For a time, it seemed nothing could stop the upward trajectory. Then came Gen Ziaul Haq. The military dictator’s ‘Islamisation’ drive led to a perceptible shift in social attitudes. In 1979, the Hudood Ordinances were passed, and just two years later, in 1981, its implications became clear when a court sentenced Fehmida and Allah Bux for fornication under the provisions of the law. That lit the spark for women to rise up and demand their rights in feminist terms not collectively expressed until then.

“Early women’s rights activists believed in reform, they didn’t believe in structural changes,” says Anis Haroon, member of the National Commission for Human Rights and former chairperson NCSW. “Unlike the older women of APWA, for us it was an issue of rights, and not welfare only. We believed that as long as the structure was the same, nothing would change.”

The platform for the resistance was the Women’s Action Forum (WAF). Zohra Yusuf, former chairperson Human Rights Commission of Pakistan (HRCP), recalls the day WAF came into being one afternoon in September 1981 at the home of Aban Marker, a co-founder of Shirkat Gah, who had called the meeting after news of the sentence that was handed down to the young couple. “There were about 25 to 30 women at the first meeting. There was a lot of passion, the mood was very angry and we were all determined to do something.” A number of organisations joined WAF over time, including the Sindhiani Tehreek based in rural Sindh.

Gen Zia’s government sought to marginalise women in public life and to reduce them to second-class citizens through a slew of discriminatory legislation, including, among others, the Law of Evidence. Hundreds of women at any given time languished in prisons across the country on charges of zina brought by vengeful ex-spouses or families under the Hudood laws. More and more women came out on the streets openly challenging not only the military regime’s misogynistic laws, but also the subversion of the democratic system and the banning of all political activities.

On Feb 15, 1983, the state unleashed its might on some 400 women protesting against the Law of Evidence in Lahore. Police rained blows on them with their batons, and tear gas shells were lobbed at them. Several women were injured. Ms Mumtaz and her 12-year-old daughter were among the 50 people arrested. “We were taken to the Police Lines thana where those arrested were in high spirits … we raised slogans, sang, wrote a statement and released it,” she recalls. It was a watershed event that catapulted the women’s rights issue, and WAF, onto the national stage.

‘Westernised women’

The conservative media painted the activists as ‘westernised women’ who were not to be taken seriously. But several of them, such as Najma Babar, Najma Sadeque and Ms Yusuf, were themselves journalists. The latter was at the time editing the weekend edition of The Star eveninger. “Earlier it was an entertainment rag, but I turned it into a more political magazine and it became a platform for women’s rights. In fact, my editor Mansuri Sahab was one day called in by the management who complained I was turning it into a feminist paper! But he was totally supportive.” In fact, the movement had many male supporters among the journalist and legal communities who also protested alongside the women.

The status quo continued through the civilian governments of Benazir Bhutto and Nawaz Sharif. She never had the required two-thirds majority to overturn the Hudood Ordinances, and Mr Sharif’s party, the PML-N, was itself very conservative and few concessions were given to women during its years in government. Indeed, his habit as PM of visiting female rape victims to show ‘solidarity’ with them, all in full view of the cameras, showed total insensitivity to the trauma of rape.
***
◆ Exercise 1
Answer these about the passage on women's rights under Zia:
(a) In what year were the Hudood Ordinances passed?
(b) How many women attended the first WAF meeting, according to Zohra Yusuf?
(c) How many people were arrested at the Lahore protest on Feb 15, 1983?
◆ Exercise 2
From the passage on women's rights under Zia, print the part that opens with the words containing "The conservative media" and closes with "alongside the women.".
The stored items have nothing to do with the passage on women's rights under Zia.

[Stored items]
***
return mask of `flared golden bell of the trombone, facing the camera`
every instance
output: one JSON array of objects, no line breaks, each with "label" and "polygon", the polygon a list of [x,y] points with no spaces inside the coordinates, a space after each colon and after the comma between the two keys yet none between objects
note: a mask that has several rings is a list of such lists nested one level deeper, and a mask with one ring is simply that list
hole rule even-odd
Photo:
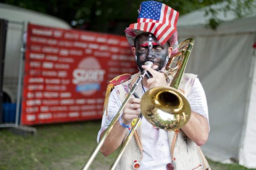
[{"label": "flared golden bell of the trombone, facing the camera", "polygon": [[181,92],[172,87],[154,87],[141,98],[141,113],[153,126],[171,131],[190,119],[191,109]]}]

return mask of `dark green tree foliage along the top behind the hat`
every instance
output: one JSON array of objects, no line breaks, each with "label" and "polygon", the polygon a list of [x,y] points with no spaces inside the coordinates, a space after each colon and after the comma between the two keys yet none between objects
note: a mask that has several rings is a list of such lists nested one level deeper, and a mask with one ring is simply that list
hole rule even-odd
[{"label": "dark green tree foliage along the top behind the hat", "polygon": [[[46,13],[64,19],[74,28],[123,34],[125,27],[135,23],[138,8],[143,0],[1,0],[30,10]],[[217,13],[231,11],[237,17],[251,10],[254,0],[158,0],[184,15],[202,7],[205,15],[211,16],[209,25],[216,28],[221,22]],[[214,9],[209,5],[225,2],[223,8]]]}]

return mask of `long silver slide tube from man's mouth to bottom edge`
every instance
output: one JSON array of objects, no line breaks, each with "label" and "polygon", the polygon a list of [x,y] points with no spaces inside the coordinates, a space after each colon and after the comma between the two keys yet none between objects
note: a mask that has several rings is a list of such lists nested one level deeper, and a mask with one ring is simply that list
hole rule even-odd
***
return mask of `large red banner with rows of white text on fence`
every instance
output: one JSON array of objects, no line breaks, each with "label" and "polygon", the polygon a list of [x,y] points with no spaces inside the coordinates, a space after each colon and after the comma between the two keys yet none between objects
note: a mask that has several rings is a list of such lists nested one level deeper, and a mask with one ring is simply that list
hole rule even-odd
***
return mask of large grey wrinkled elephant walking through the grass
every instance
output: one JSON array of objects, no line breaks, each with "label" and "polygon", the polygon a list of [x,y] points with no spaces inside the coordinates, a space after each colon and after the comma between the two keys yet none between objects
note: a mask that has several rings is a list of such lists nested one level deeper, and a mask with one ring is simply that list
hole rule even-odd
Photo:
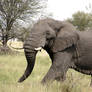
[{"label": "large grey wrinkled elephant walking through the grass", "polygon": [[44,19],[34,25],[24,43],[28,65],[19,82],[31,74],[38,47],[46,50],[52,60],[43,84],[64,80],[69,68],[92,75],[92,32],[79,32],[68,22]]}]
***
◆ Task response 1
(a) 1979
(b) About 25 to 30
(c) 50

◆ Task response 2
The conservative media painted the activists as ‘westernised women’ who were not to be taken seriously. But several of them, such as Najma Babar, Najma Sadeque and Ms Yusuf, were themselves journalists. The latter was at the time editing the weekend edition of The Star eveninger. “Earlier it was an entertainment rag, but I turned it into a more political magazine and it became a platform for women’s rights. In fact, my editor Mansuri Sahab was one day called in by the management who complained I was turning it into a feminist paper! But he was totally supportive.” In fact, the movement had many male supporters among the journalist and legal communities who also protested alongside the women.